Your task
Write out the passage of the hog-skinning guide from "Then continue down" to "over the back." word for word.

##### Text segment #####

# Cleaning a hog Part #1-Skinning



## Public Land Prowler (Jul 13, 2008)

I thought I would show how I clean my hogs since some people have been curious as how to clean one.For the most part it is real similar to a deer.I know everyone cleans their animals different.This is the way I do it and it works for me.Hopefully this will get you started,and you can tweak it however you would like.

Remember when cutting hide on hogs or deer don't cut through the hide towards the meat.This will get hair everywhere.Put the blade between the hide and meat.With the blade facing you make your cuts with the grain of the hair,not against it.That means your cutting direction should be from the head towards rear.Because the hair faces from head towards rear.Trust me it helps keep the meat cleaner.

For the main cuts on the hide I put green lines at the locations I am talking about.The red line on the belly pic is the difference between how you would cut a boar and a sow.







While the hog is on the ground make a slit in each rear leg so you can stick the gambrel in.Insert Gambrel and hoist him up.Next cut all the way around the front legs on the hoof side about 2" below the joints.






Next on a sow go from the inside of one rear leg to the other like this.






On a boar make your cut like this.






Then continue down towards the neck.When you are between the front shoulders make a cut down each front leg to the circle cut you made below the leg joint...

(Pic to be added)see main diagram

Cut the reproductive organ like this and fold it over the back.






Continue cutting and find the joint for the tail.Cut through it and this is what it should look like.

##### Records shown #####

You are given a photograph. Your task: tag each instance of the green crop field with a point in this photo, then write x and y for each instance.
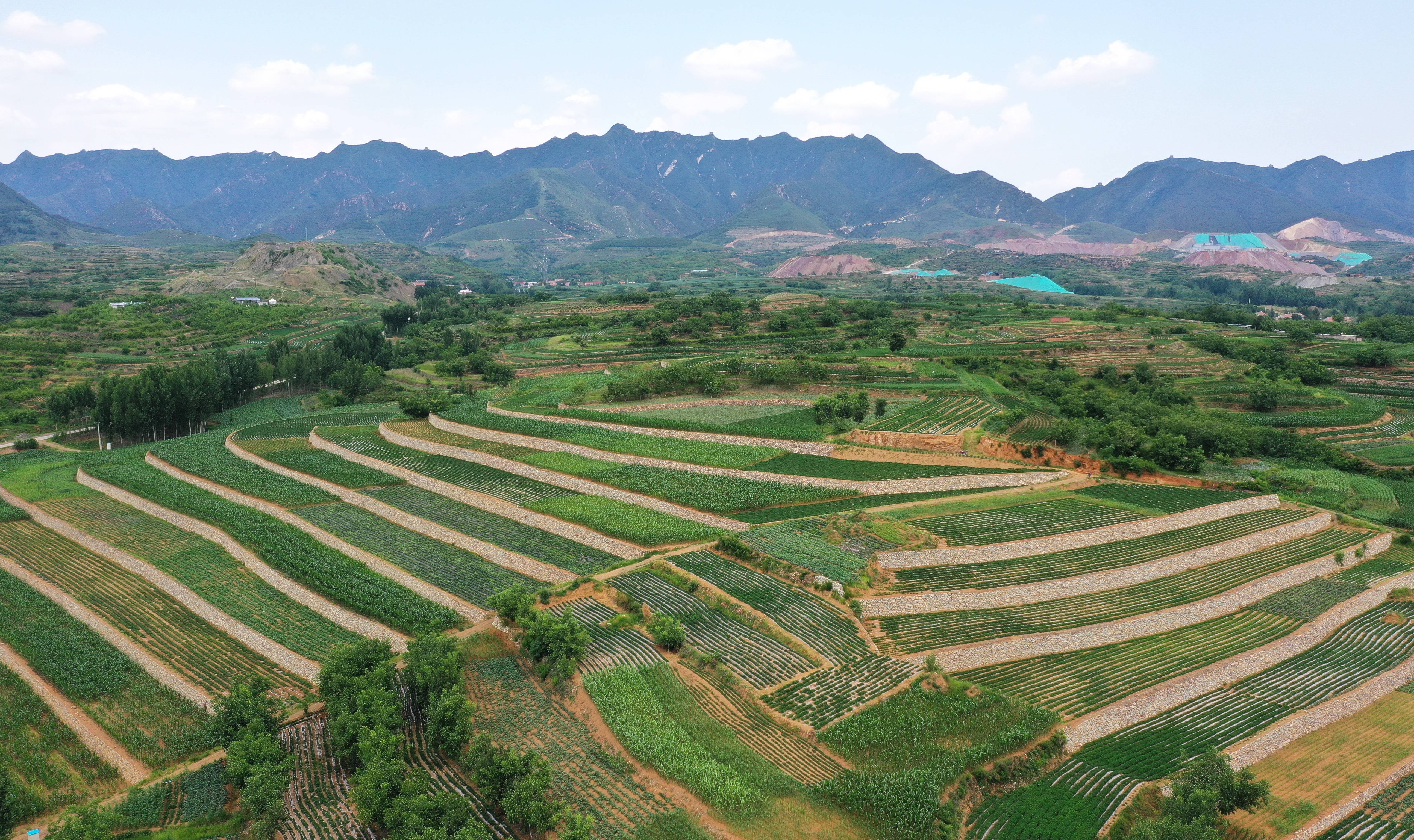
(515, 711)
(208, 570)
(821, 627)
(285, 548)
(445, 566)
(756, 657)
(298, 454)
(826, 696)
(143, 613)
(1020, 522)
(498, 531)
(1085, 561)
(207, 456)
(942, 630)
(939, 415)
(1080, 682)
(1170, 500)
(661, 724)
(1088, 788)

#####

Final result
Then continue down towards the neck.When you are between the front shoulders make a cut down each front leg to the circle cut you made below the leg joint...

(Pic to be added)see main diagram

Cut the reproductive organ like this and fold it over the back.